Please pull out every line in the records below that contains the word "worker", and copy each one unchanged.

*RECORD LIST:*
* start *
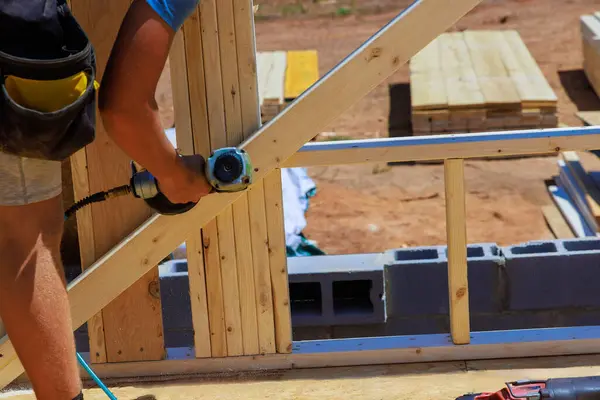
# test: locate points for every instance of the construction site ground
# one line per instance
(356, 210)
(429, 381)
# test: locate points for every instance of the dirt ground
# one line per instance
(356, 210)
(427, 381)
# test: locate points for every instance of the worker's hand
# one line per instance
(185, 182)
* end *
* start *
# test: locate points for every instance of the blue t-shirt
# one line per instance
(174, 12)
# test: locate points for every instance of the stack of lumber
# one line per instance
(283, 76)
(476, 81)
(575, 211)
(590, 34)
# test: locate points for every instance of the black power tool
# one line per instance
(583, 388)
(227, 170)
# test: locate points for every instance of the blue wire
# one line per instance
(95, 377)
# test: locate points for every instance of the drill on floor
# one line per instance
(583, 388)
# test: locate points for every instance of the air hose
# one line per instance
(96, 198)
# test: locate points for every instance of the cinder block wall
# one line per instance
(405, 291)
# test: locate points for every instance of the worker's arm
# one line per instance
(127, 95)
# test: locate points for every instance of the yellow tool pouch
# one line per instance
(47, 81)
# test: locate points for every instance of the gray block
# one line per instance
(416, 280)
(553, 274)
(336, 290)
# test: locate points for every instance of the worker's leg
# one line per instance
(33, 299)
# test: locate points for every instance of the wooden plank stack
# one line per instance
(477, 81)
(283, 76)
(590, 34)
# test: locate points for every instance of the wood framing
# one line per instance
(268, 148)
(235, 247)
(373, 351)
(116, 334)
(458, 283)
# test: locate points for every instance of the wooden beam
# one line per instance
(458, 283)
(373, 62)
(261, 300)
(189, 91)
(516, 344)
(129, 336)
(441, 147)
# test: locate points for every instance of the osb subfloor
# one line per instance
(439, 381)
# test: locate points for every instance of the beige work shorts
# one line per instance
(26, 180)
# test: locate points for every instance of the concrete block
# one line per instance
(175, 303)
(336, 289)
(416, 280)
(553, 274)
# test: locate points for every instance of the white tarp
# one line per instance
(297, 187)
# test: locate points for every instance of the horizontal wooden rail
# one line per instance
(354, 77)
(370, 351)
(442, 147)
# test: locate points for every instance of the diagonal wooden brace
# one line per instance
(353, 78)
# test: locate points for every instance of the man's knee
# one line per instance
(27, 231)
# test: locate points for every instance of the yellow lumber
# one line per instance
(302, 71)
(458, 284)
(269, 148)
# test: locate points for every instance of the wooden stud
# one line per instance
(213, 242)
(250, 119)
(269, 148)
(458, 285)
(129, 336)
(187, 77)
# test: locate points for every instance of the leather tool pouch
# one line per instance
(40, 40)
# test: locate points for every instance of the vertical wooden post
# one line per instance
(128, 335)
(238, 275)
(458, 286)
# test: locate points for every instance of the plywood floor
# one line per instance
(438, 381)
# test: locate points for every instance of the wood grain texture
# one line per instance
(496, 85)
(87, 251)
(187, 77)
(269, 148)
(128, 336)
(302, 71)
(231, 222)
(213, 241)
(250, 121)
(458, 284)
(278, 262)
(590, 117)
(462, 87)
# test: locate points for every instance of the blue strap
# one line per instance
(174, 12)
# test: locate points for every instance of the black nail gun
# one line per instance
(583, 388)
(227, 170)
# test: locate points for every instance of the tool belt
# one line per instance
* end *
*FINAL ANSWER:*
# test: locate points for every instance of the worker's hand
# test: locate points for every instance of the worker's arm
# test: locate points for every instance of the worker's leg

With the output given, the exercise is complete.